Problem >> Restate the data below word for word. Skip any images it contains.

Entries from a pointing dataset
● ● ● ●

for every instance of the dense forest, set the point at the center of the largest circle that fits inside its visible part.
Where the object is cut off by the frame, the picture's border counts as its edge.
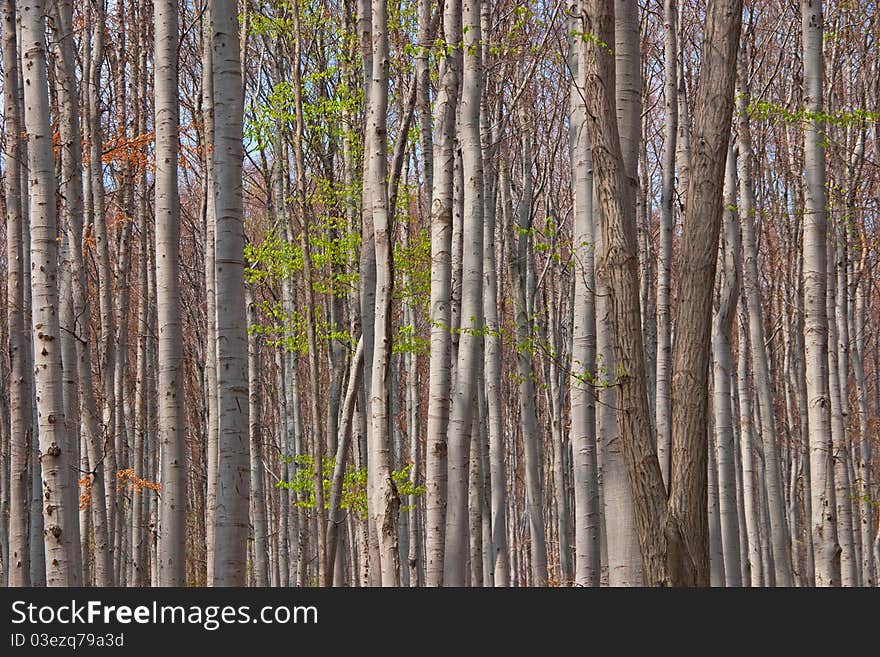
(440, 293)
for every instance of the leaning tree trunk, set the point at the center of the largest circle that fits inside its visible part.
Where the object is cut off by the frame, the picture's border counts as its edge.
(695, 276)
(386, 501)
(233, 478)
(172, 538)
(53, 431)
(618, 263)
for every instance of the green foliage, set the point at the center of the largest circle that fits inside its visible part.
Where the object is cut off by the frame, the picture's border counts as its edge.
(354, 484)
(764, 110)
(413, 263)
(408, 341)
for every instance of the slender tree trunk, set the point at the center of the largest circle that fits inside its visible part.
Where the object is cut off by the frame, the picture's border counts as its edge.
(823, 522)
(721, 339)
(386, 502)
(54, 436)
(664, 259)
(470, 341)
(587, 516)
(695, 274)
(440, 367)
(233, 479)
(619, 264)
(210, 289)
(843, 490)
(172, 539)
(20, 382)
(760, 362)
(258, 499)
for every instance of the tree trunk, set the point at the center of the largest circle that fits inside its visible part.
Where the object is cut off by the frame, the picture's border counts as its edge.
(695, 275)
(172, 539)
(233, 479)
(55, 438)
(583, 353)
(386, 502)
(20, 402)
(824, 524)
(721, 406)
(667, 221)
(440, 367)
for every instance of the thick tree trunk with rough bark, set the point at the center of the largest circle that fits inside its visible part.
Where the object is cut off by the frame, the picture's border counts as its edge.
(695, 275)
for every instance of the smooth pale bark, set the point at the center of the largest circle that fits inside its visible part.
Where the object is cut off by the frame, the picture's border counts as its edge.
(172, 538)
(722, 329)
(780, 535)
(823, 521)
(716, 551)
(70, 190)
(139, 529)
(461, 419)
(258, 503)
(233, 479)
(843, 489)
(213, 424)
(54, 437)
(863, 468)
(106, 351)
(385, 503)
(618, 262)
(20, 402)
(348, 404)
(664, 256)
(623, 551)
(583, 353)
(317, 437)
(427, 28)
(81, 369)
(493, 381)
(694, 284)
(440, 367)
(751, 494)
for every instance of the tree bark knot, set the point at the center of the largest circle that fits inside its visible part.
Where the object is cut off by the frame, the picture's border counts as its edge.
(681, 570)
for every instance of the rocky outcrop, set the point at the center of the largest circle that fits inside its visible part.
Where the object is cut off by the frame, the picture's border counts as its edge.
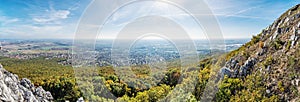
(275, 53)
(14, 90)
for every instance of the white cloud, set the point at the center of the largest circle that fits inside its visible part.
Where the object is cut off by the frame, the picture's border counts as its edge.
(52, 16)
(6, 20)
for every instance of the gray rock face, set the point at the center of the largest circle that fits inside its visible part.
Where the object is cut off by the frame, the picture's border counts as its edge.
(13, 90)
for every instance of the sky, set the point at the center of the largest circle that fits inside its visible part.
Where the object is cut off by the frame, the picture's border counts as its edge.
(50, 19)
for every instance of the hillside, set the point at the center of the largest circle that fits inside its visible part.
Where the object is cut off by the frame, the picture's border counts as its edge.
(269, 65)
(265, 69)
(12, 89)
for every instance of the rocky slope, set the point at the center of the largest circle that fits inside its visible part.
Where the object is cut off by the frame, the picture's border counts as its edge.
(14, 90)
(275, 53)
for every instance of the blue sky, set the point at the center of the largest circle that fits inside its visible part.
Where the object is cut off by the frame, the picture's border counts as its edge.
(59, 18)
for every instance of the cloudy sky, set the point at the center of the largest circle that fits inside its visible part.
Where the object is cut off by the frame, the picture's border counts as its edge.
(47, 19)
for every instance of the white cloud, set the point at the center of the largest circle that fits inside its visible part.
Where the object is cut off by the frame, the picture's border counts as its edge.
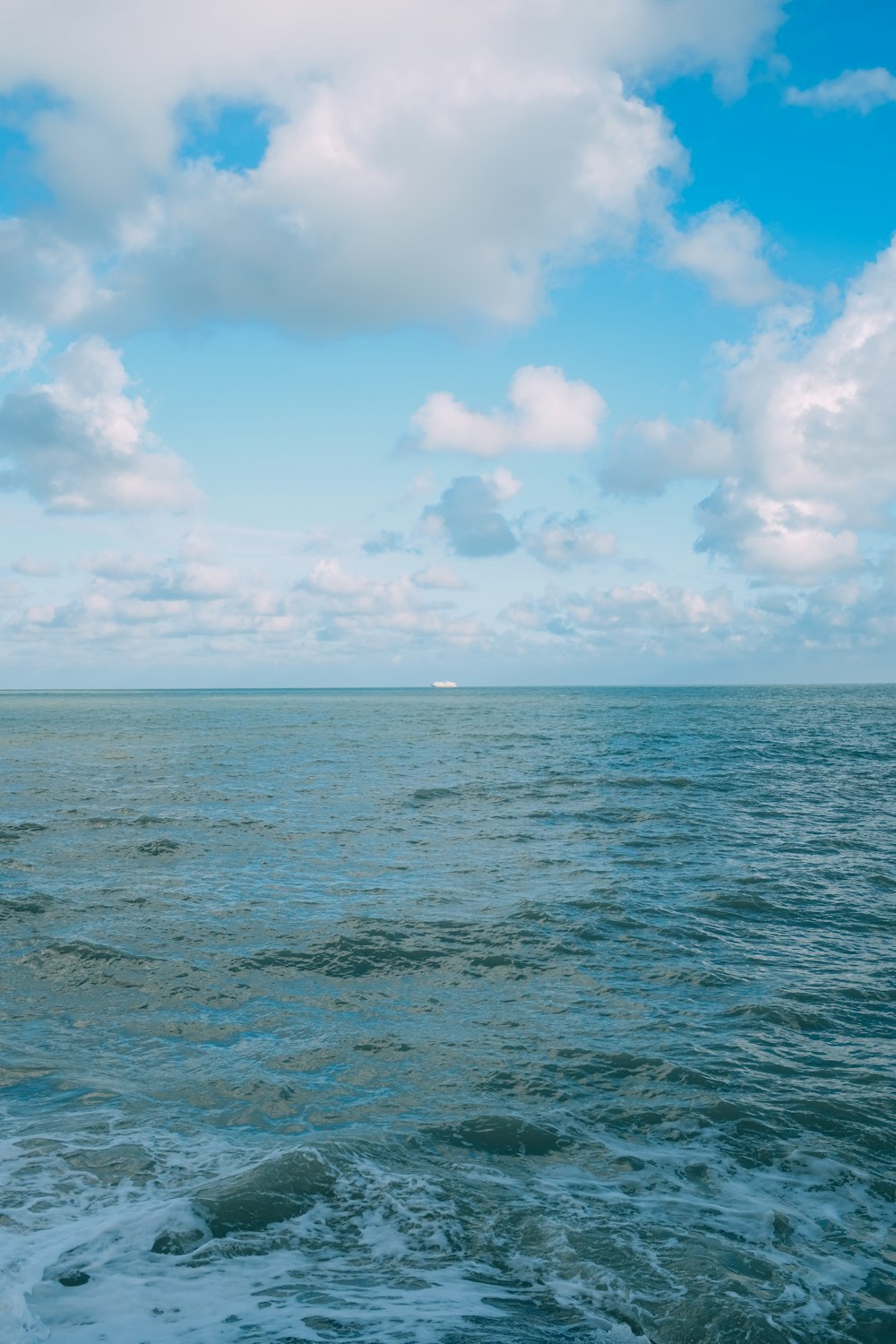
(563, 542)
(81, 444)
(424, 160)
(645, 456)
(858, 89)
(466, 513)
(805, 448)
(548, 413)
(724, 247)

● ● ● ●

The reply >>
for every instance of the dense forest, set the point at the center of the largest circle that fits inside its visible part.
Where the object is cut off by the frame, the picture's border counts as its edge.
(440, 293)
for every instance of the leaning tree trunk, set the point at the center of the largest circle that fits inside its visible part.
Where the object is cut off by the frame, the picture's border counts as its edge.
(695, 276)
(386, 501)
(233, 478)
(172, 538)
(53, 431)
(618, 263)
for every instance of the green foliage, set the point at the center of the largest circle that fits inside its visible part.
Where the object is cut off by the frame, the picture's border counts as its edge.
(354, 484)
(764, 110)
(413, 263)
(408, 341)
for every instance of the slender tree trunk, set the point at the center of the largest circle that fits inside its visible part.
Where the object is cut off by the frame, the picture's border counts as its edge.
(823, 522)
(721, 339)
(386, 502)
(54, 436)
(664, 259)
(470, 341)
(587, 516)
(695, 274)
(440, 367)
(233, 479)
(619, 264)
(210, 289)
(843, 490)
(172, 539)
(20, 382)
(760, 362)
(258, 499)
for every instance of the tree trunk, set the point at the center of the largest circle that fits inside its visible part.
Where the object is cut off by the frame, the picture's border counts as its edge.
(695, 275)
(172, 539)
(233, 479)
(55, 438)
(583, 353)
(386, 502)
(20, 402)
(824, 524)
(721, 406)
(667, 221)
(440, 367)
for every instance of the thick tree trunk with rough bark, set the point at the center of the largest circle that fits inside its visible part.
Where the object is cut off by the frame, the picture's border counts as its edge.
(695, 275)
for every instance of the smooth pale bark, set the point at the center of the largest circle that fits inside its visible part.
Where the object is cut off by the frame, the picture's border counts as its edge.
(172, 538)
(722, 329)
(780, 535)
(823, 521)
(716, 551)
(70, 190)
(139, 529)
(461, 419)
(258, 503)
(233, 479)
(843, 489)
(213, 424)
(54, 437)
(863, 468)
(106, 351)
(385, 503)
(618, 262)
(20, 402)
(348, 404)
(664, 256)
(623, 551)
(583, 353)
(317, 437)
(427, 28)
(81, 369)
(493, 381)
(694, 284)
(440, 367)
(751, 494)
for every instance of the tree bark knot, set the point at the center of the largest circle that fits inside its visible part.
Where the object is cut off by the frame, the picture's border counts as its edge.
(681, 570)
for every instance of the rocky outcrop, set the point at the center of the largest circle that fits inside its visible part.
Where the object is cut off by the frame, the picture's border counts as its edge.
(275, 53)
(14, 90)
for every instance of the white cloud, set the point at the center of the largest circle that fits inside its visible part.
Where the object is cut off by the frame, the picture's border counts as its edge.
(52, 16)
(6, 20)
for every instance of the gray rock face, set the point at the center of the largest circle that fits inside its visible part.
Where the object is cut off by the frame, the picture's border counts as its edge.
(13, 90)
for every instance of the sky, set the point at the center of the largest circle that fits inside its visible part.
Where the object is cut off by the frame, the picture's border counts as its edge.
(50, 19)
for every instance of the hillside, set the point at the center of the largest circle that fits inside its visible part.
Where the object is cut off by the frame, the picture's border counts as its edge.
(269, 65)
(265, 69)
(12, 89)
for every instance of the rocky slope, set the point at the center of the largest circle that fits inside its visible part.
Where the object is cut off by the frame, the picture's border counts as its edge.
(14, 90)
(275, 53)
for every instance of the blue sky, set the point at the center of the largest circle that fits inside its visible part.
Where the object is cut off by the frame, the picture's border counts as its edge.
(59, 18)
for every instance of the cloudy sky, set the point at the center of the largest circle that fits inside its visible part.
Where the object is cut off by the frame, the picture's border counts as its edge.
(47, 19)
for every instance of the white cloud, set the point at the center of the largest circle that fits inside its visible part.
Where the object is cut off by the frame, the picture's border counts as its edge.
(563, 542)
(81, 444)
(424, 160)
(645, 456)
(858, 89)
(466, 513)
(805, 448)
(548, 413)
(724, 247)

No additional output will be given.